> What you need to do: Count the lines in the material below that contain the word "blossom". Reply with the number only.

-- Start Material shown --

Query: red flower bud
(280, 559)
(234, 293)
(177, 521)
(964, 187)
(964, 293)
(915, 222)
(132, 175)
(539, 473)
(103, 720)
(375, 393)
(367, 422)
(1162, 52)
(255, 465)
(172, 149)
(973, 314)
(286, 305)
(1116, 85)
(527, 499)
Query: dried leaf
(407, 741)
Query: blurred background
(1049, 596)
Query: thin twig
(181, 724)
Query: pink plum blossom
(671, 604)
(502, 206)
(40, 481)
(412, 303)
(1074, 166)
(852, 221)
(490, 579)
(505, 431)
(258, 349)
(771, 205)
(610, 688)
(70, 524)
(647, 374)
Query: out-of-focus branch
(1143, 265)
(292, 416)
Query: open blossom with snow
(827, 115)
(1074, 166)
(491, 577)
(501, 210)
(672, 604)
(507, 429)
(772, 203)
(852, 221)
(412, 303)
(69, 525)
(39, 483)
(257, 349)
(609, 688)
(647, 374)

-- End Material shown --
-- Start Material shown --

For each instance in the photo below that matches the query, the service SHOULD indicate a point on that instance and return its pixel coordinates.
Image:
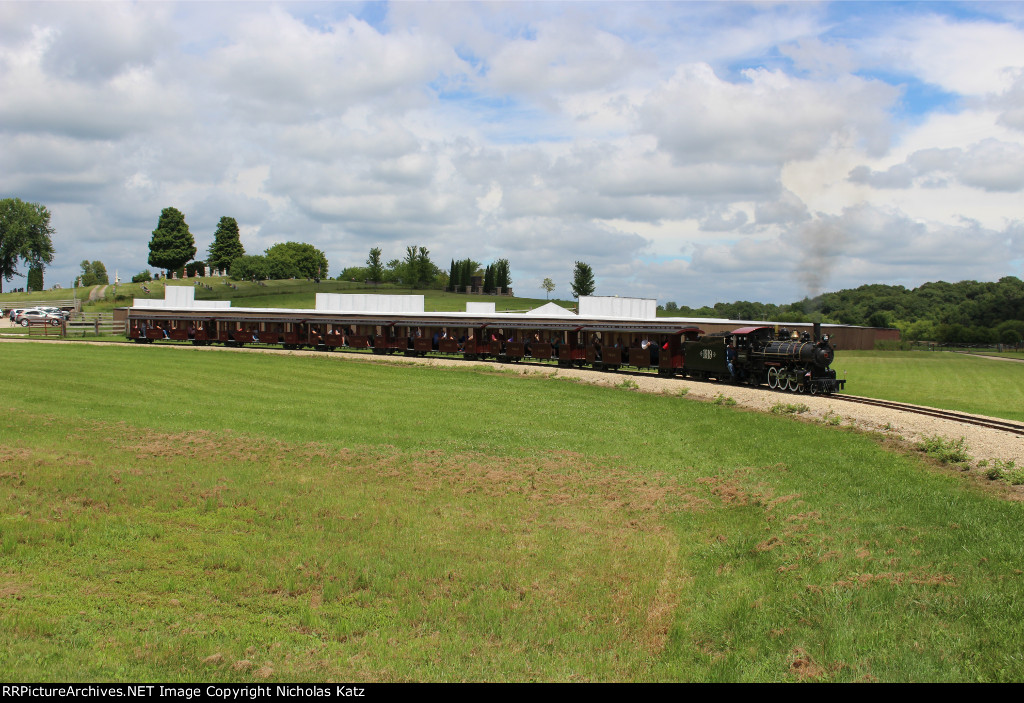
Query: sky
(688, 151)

-- End Material shown --

> Exercise result: 2